#### Exercise description:
Work through the records below and copy every line that includes "water".

Source data:
---*---

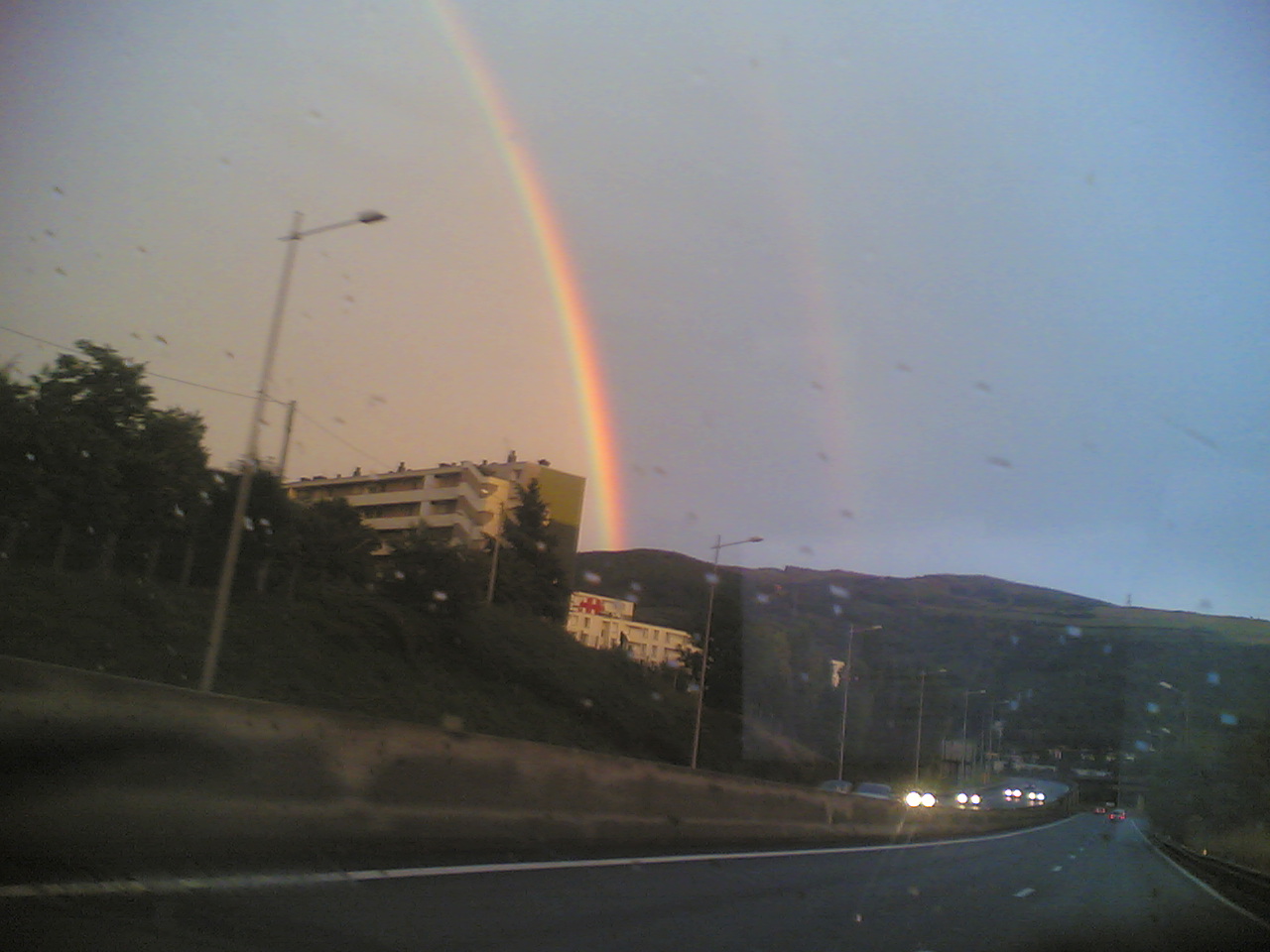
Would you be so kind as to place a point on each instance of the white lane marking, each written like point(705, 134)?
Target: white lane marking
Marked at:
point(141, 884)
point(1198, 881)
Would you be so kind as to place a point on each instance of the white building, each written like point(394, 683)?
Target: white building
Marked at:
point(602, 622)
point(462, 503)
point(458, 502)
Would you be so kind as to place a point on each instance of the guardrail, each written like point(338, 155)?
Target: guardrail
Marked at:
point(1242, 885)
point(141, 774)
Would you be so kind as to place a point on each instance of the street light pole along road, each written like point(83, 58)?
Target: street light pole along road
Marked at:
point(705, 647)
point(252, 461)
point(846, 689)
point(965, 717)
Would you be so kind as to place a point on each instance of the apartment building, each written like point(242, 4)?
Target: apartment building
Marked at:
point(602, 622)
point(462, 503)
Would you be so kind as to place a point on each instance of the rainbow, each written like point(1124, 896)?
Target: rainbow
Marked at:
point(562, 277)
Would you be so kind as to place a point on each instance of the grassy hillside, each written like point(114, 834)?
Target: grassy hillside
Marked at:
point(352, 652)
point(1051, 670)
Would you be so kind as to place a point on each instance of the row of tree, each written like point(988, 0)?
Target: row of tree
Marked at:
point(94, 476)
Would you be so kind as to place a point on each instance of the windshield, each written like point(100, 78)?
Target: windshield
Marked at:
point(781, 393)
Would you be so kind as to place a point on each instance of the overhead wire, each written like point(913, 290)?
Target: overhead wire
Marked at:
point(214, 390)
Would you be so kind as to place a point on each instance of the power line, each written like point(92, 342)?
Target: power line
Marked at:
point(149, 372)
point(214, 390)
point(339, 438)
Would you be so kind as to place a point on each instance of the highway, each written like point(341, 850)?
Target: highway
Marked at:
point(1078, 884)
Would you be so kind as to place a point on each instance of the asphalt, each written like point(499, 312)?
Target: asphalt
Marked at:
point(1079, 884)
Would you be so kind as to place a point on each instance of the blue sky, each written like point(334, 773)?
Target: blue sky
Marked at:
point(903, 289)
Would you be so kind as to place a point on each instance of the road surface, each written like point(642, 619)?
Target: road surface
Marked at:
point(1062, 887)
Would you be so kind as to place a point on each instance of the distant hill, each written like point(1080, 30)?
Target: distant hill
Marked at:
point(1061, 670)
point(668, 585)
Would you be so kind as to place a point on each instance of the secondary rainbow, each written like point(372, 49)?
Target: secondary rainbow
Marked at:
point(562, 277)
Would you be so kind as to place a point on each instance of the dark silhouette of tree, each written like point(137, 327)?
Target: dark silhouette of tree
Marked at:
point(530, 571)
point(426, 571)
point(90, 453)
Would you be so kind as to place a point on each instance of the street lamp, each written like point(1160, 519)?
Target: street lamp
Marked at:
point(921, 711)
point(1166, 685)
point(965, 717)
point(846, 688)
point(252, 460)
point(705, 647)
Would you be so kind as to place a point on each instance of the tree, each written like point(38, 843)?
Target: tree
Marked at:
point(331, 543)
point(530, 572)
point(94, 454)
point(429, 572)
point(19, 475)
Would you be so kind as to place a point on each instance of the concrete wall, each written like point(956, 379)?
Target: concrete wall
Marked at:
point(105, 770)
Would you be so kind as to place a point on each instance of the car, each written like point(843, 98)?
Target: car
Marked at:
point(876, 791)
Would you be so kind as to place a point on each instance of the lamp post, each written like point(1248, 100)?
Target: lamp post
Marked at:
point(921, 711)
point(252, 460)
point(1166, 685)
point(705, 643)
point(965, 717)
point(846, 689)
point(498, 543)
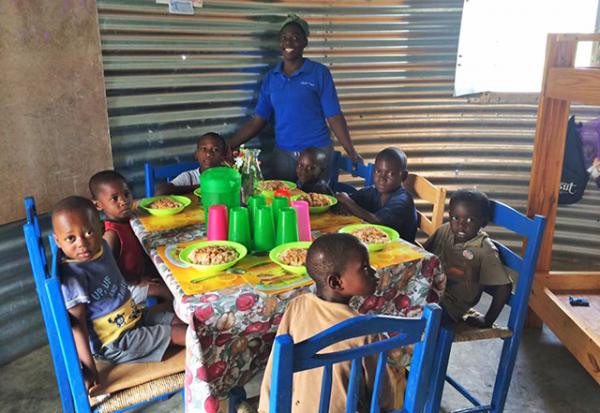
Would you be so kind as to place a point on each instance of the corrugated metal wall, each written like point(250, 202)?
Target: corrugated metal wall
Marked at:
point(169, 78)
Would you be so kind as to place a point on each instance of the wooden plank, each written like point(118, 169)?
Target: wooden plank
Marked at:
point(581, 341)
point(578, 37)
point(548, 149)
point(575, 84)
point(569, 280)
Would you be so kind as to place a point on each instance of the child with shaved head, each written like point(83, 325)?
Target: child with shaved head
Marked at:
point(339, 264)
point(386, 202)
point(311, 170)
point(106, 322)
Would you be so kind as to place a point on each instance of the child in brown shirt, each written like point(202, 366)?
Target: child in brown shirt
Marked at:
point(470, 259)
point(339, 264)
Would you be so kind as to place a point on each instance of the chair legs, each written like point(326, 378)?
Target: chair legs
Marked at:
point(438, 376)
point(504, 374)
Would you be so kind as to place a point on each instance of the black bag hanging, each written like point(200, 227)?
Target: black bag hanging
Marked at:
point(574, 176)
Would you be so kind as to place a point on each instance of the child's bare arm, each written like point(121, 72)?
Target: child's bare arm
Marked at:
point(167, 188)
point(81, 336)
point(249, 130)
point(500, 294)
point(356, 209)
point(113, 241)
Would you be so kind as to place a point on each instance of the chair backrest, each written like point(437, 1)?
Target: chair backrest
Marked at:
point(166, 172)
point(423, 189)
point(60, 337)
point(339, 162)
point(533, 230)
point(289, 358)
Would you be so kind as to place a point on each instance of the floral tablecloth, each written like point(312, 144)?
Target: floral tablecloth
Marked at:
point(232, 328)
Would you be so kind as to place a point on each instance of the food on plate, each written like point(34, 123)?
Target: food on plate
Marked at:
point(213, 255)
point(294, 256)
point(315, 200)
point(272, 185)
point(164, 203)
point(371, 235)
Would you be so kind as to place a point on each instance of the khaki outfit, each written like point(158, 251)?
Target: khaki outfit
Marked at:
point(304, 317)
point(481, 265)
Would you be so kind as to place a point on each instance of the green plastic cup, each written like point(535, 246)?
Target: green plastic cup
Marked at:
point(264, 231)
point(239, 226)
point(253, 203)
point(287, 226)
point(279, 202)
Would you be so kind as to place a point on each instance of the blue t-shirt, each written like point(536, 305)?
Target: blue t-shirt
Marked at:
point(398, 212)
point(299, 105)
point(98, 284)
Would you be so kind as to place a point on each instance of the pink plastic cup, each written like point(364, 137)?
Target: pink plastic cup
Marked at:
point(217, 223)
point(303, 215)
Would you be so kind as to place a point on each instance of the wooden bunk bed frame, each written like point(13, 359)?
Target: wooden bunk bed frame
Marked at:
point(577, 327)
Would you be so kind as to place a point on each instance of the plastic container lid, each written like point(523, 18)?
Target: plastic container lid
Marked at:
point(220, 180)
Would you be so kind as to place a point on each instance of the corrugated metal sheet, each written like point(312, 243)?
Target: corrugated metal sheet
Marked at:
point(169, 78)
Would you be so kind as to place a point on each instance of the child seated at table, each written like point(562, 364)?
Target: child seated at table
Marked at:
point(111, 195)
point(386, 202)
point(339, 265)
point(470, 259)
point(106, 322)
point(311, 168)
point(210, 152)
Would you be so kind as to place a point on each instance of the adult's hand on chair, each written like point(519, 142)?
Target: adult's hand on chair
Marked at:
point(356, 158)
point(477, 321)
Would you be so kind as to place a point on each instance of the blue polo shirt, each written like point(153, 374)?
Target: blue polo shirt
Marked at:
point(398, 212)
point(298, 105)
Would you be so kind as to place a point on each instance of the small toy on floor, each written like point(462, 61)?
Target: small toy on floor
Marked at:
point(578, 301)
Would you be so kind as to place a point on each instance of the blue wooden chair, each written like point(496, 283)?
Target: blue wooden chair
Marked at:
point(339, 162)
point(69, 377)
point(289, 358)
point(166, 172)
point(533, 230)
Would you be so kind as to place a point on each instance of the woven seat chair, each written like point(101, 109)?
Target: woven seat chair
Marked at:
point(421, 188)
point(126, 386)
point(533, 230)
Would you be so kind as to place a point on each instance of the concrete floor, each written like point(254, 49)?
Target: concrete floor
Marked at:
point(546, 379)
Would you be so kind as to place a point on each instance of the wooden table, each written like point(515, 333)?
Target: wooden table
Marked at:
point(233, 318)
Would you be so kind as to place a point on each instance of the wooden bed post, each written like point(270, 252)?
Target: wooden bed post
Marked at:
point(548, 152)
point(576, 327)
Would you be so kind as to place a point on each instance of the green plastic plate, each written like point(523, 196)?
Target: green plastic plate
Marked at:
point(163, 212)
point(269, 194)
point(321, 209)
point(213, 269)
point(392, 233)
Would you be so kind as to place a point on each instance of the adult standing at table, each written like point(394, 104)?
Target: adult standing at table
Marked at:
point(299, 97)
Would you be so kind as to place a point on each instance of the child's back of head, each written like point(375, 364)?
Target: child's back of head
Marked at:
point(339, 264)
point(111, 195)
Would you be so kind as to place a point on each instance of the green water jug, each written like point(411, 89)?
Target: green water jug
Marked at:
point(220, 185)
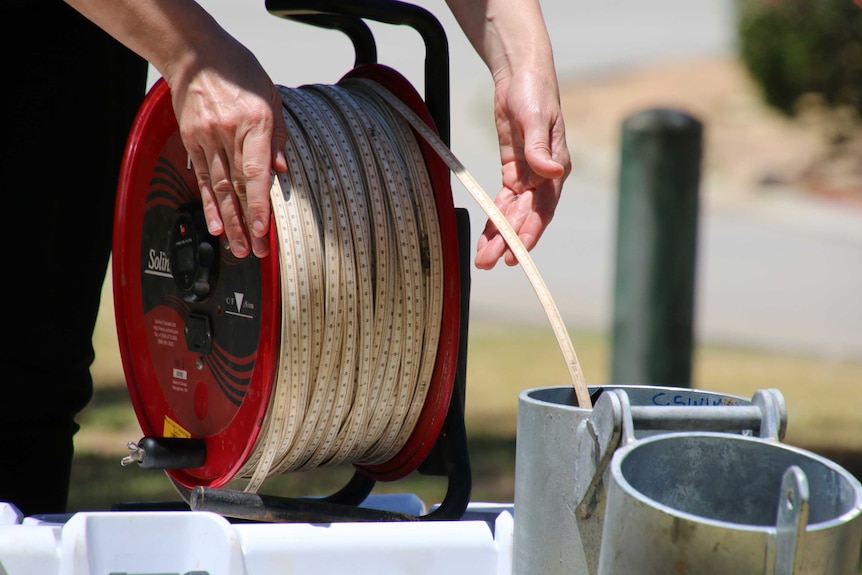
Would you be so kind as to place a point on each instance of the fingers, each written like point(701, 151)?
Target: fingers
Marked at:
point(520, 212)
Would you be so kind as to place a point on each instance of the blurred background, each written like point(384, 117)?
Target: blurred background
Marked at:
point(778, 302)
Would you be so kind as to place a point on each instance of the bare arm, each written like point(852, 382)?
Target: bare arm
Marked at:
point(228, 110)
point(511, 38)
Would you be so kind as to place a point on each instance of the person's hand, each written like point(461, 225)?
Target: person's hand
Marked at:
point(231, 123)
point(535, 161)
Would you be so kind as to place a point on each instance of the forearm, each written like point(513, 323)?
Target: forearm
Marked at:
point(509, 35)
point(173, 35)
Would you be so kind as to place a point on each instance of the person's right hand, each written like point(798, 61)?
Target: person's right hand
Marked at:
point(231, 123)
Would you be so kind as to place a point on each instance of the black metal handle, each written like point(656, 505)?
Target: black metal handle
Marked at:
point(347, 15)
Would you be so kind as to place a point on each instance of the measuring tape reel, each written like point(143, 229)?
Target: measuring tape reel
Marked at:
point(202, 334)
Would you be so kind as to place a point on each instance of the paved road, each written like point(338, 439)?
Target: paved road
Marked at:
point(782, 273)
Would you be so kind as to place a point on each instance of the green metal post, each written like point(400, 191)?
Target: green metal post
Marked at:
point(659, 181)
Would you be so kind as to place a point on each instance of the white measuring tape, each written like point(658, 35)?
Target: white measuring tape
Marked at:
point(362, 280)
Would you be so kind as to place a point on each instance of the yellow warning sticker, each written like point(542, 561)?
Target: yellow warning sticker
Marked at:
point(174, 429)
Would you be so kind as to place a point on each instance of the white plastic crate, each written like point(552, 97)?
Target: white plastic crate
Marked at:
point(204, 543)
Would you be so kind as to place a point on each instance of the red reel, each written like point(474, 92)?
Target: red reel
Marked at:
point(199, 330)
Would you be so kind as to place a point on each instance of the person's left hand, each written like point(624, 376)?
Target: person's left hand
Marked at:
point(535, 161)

---*---

#### Problem solution:
Would you be so kind as to place a point on each instance of the green water jug, each written like point(411, 89)?
Target: green water jug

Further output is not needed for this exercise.